■ **Excerpt**:
APM: Bugzilla, Perl, server

jameschoate at austin.rr.com jameschoate at austin.rr.com
Fri Apr 16 09:09:26 PDT 2010


---- Tim McDaniel <tmcd at panix.com> wrote: 

> We are looking into installing a late-model Bugzilla on "Red Hat
> Enterprise Linux Server release 5.3 (Tikanga)".  The system will run a
> few other related programs, like source control and such.  Bugzilla is
> written in Perl (et cetera) and has module dependencies, many of which
> are not distributed with Perl.
> 
> There are all sorts of pages with advice like "on a server, always
> build and maintain your own Perl in a side directory", and "never use
> CPAN on a system perl where modules are installed by a package
> manager".
> 
> So far as I see it, this all makes it a pain in the butt to someone
> who just wants to install one damned application and use it, and
> before this my technical lead didn't like Perl anyway.  These are the
> issues I saw:

But you're not installing one damn application..."few other related programs".

> - You should run "perl -V" to get all the compilation options on the
>    system perl (as a hint as to useful or expected features), and use
>    those options on your private Perl, except that in this case the
>    system perl is 5.8.8 and the almost latest perl is 5.10.1, so I
>    don't know that the options are compatible.

■ **Stored rows**:
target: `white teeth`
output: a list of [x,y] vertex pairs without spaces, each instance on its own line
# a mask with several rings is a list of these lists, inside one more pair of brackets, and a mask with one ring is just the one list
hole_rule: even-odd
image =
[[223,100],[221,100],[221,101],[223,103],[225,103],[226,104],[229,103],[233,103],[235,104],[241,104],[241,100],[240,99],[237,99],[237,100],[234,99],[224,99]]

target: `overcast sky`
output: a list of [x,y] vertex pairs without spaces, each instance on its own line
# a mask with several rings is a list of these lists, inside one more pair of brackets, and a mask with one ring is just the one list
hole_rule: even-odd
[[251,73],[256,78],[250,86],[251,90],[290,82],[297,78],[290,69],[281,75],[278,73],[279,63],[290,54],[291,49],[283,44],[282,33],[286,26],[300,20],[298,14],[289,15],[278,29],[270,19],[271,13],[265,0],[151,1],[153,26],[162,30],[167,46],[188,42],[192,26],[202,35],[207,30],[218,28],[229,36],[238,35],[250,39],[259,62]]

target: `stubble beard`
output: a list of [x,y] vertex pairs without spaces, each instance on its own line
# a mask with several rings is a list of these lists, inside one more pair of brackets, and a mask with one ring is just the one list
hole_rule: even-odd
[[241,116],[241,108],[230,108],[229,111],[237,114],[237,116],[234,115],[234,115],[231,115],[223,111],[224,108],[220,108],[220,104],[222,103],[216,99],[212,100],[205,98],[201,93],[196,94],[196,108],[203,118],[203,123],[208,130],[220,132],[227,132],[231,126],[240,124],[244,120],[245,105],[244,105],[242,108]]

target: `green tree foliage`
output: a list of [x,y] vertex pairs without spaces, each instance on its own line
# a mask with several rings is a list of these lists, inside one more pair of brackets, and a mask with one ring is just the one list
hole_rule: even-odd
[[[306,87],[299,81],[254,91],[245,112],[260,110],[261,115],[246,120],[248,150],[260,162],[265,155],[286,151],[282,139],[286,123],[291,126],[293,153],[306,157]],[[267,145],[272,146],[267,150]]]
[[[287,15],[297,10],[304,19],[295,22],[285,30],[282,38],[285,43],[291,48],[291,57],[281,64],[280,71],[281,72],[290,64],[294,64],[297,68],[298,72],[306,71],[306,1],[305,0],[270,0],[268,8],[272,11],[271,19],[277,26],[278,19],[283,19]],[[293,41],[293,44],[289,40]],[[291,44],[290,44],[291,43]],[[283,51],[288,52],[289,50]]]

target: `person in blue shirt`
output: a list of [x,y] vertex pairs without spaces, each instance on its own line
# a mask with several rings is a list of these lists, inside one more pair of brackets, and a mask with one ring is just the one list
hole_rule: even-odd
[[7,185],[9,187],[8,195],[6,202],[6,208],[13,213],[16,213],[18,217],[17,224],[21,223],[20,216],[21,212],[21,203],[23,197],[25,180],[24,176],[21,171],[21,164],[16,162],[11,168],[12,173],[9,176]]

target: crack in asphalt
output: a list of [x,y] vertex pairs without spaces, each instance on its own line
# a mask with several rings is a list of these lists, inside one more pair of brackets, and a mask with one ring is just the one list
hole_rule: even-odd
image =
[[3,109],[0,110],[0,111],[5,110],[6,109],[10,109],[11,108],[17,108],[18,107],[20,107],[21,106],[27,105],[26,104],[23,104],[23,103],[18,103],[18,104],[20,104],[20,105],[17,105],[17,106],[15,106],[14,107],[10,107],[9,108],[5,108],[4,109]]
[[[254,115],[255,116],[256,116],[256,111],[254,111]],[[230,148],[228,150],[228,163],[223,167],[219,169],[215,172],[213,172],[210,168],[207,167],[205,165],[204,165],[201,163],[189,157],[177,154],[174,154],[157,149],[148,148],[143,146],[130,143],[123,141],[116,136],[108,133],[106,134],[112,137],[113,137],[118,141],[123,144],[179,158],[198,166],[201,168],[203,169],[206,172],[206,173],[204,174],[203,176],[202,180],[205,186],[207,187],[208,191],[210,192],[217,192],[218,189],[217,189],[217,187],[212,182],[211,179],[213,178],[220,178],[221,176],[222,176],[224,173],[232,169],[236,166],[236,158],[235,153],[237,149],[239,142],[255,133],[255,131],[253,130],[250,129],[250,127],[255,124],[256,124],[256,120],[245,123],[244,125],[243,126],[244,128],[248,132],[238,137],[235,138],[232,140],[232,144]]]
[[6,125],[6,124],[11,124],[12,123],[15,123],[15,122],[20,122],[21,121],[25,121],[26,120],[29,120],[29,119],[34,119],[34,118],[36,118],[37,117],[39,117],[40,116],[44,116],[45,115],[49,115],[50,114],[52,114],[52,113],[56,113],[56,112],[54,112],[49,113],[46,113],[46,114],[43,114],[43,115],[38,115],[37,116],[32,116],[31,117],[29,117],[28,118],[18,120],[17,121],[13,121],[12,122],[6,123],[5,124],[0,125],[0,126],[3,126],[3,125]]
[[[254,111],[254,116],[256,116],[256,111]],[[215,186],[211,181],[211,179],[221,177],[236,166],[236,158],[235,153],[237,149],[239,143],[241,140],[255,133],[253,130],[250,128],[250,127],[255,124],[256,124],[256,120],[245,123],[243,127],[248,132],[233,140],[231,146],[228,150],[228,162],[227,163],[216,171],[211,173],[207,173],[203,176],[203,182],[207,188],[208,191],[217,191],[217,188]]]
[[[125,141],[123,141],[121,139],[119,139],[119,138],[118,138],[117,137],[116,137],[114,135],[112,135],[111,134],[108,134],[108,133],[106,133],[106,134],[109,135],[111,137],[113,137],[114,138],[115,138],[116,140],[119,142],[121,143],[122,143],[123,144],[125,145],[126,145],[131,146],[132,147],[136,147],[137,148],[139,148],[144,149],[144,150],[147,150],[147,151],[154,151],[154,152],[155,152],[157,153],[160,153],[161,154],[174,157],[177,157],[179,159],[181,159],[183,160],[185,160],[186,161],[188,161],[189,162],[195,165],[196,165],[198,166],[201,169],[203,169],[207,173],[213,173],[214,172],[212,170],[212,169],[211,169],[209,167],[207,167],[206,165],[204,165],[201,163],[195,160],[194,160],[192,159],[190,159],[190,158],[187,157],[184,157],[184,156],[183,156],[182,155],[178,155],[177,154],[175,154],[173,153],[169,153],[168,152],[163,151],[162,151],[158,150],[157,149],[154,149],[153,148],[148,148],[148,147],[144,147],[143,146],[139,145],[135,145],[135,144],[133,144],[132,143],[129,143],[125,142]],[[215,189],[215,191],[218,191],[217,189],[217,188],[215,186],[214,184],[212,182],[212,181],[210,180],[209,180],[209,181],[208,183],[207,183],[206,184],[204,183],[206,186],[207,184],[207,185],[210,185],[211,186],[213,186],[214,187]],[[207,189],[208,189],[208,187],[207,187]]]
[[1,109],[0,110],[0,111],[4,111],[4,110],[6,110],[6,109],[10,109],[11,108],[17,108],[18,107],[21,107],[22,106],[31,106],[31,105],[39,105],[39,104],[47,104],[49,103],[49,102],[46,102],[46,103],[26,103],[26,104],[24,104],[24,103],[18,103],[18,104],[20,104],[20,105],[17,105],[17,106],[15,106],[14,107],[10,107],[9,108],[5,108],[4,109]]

■ **Aim**: Summarize the Bugzilla message in two sentences. Work only from the Bugzilla message and ignore the rows.

■ **Written reply**: Tim McDaniel plans to install a late-model Bugzilla, which is written in Perl and depends on many modules not distributed with Perl, on a Red Hat Enterprise Linux 5.3 server. He complains that advice to build a separate Perl and avoid CPAN on a system perl makes installing one application a pain, and the reply answers that the system will also run a few other related programs.